STORED DATA:

==*==

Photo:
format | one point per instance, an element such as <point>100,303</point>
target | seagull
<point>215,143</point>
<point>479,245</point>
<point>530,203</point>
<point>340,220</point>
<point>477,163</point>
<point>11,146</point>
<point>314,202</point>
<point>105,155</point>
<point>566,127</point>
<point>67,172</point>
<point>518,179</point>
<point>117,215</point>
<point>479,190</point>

==*==

TASK DESCRIPTION: Repeat the listing exactly, leaving nothing out.

ANSWER FOR THIS EXERCISE:
Photo:
format | one point per instance, an element such as <point>100,303</point>
target | seagull
<point>215,143</point>
<point>479,245</point>
<point>530,203</point>
<point>340,220</point>
<point>477,163</point>
<point>11,146</point>
<point>314,202</point>
<point>105,155</point>
<point>566,127</point>
<point>67,172</point>
<point>518,179</point>
<point>117,215</point>
<point>479,190</point>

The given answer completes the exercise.